===== RECORDS SUPPLIED =====
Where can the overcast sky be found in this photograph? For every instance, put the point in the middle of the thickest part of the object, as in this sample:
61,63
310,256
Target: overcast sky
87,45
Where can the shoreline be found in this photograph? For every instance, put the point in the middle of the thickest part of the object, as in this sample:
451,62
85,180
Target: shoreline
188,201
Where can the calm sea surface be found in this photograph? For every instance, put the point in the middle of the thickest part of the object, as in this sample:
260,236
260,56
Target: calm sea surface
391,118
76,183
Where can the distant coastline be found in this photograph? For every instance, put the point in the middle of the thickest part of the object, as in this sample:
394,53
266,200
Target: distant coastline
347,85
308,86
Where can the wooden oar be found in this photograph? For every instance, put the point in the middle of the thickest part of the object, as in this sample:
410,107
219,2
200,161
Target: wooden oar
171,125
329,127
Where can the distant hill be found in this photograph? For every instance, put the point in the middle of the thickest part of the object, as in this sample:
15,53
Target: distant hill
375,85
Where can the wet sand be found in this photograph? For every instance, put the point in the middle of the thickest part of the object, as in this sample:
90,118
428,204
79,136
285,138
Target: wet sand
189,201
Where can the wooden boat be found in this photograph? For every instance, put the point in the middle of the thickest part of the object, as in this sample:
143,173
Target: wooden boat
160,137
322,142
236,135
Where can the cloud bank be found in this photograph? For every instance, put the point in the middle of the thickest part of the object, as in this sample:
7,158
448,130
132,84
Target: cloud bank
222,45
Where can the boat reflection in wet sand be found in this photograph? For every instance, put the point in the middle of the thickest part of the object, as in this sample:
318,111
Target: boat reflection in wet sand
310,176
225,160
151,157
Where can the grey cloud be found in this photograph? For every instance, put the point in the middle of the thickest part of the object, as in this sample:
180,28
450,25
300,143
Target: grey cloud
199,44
=====
• WORK TO COMPLETE: Starting from the first line above, copy the data through to the last line exactly.

• ANSWER SECTION:
Where can the overcast sky be found in this photograph? For every instance, put the point in the middle of the thickest part of the object, as in this sample:
61,63
310,256
Target: overcast sky
87,45
Where can the shoreline be found in this photograph? For every instance, put the point in the middle of the thickest part of the object, as in this sample:
451,62
85,180
Target: shoreline
188,201
Where can the calm sea surface be found in this photograph? For every instance, put the point in the middle of the thickest part of the object, as in this sample:
260,236
260,56
Target: calm sea surface
391,118
76,183
Where can the distant coastline be found in this photograph? For every instance, put the point in the middle of the thickest part of the object, as in this sample:
394,53
266,200
Target: distant coastline
347,85
308,86
Where can the wooden oar be found in this photograph? For every instance, put the point in the middle of the thickest part of the object, as in this sample:
410,107
219,2
200,161
Target: wooden oar
171,125
329,127
Where can the distant hill be found in this photograph? For every instance, put the point in the middle of the thickest part of the object, as in this sample:
15,53
Target: distant hill
375,85
Where can the wet sand be found in this photograph? For every instance, put the point in the middle of the thickest part of the object, as in this sample:
90,118
428,204
79,136
285,138
Target: wet sand
189,201
Where can the wooden boat be found in this photograph? For every instance, put the point in the middle of the thickest part of the object, as in this sample:
143,173
Target: wooden boat
160,137
322,142
236,135
Where can the cloud bank be found in this photograph? For every instance, put the point in the middle of the thickest part of the object, as in this sample:
7,158
448,130
132,84
Target: cloud bank
222,45
Where can the boat reflection in wet sand be found in this photograph? For every instance, put the point in the middle of the thickest part of the object, as in this sample:
318,111
Target: boat reflection in wet sand
310,176
225,160
151,157
Where can the grey cloud be found in this photograph? For every instance, put the point in the middle of the thickest part of the object, as in this sample:
180,28
450,25
300,143
Target: grey cloud
199,44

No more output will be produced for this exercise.